**Description of the task:** Read through the data, and wherever a line holds the word "window", write that line out.

[Natural language region descriptions]
###

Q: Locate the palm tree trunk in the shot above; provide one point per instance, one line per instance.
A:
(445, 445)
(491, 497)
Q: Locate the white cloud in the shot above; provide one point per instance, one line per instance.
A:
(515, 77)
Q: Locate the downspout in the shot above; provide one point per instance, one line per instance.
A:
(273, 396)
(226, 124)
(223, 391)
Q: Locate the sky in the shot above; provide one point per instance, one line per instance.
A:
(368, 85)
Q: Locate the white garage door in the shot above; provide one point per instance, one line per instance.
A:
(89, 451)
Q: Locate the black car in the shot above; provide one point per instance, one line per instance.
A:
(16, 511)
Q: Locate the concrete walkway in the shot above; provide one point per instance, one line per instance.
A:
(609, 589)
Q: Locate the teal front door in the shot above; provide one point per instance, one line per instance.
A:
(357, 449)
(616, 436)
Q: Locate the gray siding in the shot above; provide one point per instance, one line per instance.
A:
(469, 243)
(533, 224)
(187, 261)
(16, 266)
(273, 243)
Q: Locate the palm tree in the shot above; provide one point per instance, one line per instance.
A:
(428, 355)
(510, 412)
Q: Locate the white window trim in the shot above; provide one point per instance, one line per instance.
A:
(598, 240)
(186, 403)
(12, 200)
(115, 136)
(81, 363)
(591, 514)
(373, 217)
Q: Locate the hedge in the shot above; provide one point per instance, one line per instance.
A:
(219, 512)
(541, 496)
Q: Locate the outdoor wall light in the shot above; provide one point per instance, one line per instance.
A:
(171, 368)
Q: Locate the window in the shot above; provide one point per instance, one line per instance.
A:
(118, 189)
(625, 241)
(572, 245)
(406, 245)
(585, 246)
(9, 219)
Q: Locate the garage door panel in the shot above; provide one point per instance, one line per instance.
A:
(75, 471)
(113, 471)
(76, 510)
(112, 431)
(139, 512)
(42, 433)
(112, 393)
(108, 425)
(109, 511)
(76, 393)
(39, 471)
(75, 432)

###

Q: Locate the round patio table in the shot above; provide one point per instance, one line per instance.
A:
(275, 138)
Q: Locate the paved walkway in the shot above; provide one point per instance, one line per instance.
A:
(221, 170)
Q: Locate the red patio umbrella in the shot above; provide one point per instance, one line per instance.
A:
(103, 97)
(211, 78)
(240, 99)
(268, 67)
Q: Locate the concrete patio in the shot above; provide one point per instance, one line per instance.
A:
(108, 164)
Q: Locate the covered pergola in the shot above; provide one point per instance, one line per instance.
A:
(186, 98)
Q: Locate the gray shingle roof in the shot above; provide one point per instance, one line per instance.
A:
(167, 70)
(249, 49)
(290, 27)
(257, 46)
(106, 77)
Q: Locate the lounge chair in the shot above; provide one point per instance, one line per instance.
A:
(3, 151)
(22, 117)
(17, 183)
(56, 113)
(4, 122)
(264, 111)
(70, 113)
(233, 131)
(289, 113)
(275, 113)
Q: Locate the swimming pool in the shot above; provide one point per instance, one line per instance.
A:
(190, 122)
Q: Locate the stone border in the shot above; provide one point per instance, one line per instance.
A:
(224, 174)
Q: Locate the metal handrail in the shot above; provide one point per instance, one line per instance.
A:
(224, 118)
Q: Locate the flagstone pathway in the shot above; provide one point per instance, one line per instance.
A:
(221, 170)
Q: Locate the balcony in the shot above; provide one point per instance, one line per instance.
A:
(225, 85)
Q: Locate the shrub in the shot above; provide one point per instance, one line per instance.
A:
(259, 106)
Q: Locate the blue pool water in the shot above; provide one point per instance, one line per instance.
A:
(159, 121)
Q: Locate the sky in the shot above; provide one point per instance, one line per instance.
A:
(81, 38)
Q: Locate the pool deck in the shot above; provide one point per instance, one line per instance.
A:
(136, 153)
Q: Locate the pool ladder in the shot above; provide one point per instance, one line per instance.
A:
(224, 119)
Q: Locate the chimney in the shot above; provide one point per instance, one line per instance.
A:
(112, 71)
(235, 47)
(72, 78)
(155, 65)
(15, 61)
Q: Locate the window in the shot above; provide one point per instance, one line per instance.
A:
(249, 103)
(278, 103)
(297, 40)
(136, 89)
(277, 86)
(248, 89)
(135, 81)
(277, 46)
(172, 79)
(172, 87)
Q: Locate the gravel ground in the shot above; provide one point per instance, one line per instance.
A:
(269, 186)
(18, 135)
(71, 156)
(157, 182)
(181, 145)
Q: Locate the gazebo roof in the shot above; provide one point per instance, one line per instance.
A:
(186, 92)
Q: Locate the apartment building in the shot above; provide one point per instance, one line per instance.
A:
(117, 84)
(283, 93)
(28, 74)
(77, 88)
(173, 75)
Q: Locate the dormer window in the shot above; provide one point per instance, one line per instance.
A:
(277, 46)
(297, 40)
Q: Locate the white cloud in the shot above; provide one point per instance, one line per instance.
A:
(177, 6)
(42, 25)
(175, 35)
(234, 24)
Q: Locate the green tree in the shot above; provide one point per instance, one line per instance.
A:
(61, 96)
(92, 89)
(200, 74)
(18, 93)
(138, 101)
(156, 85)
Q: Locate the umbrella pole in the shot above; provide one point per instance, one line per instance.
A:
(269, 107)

###

**Response area:**
Q: Locate the white window trim in the shot above; provide one point per instance, one line per instance.
Q: Locate the window in the shot above; provide one point per instance, one line per instance.
Q: Locate the window in the shot above; provide one point per instance, one line per instance.
Q: Locate the dormer window in the shot above; provide one point per instance, one line per instance.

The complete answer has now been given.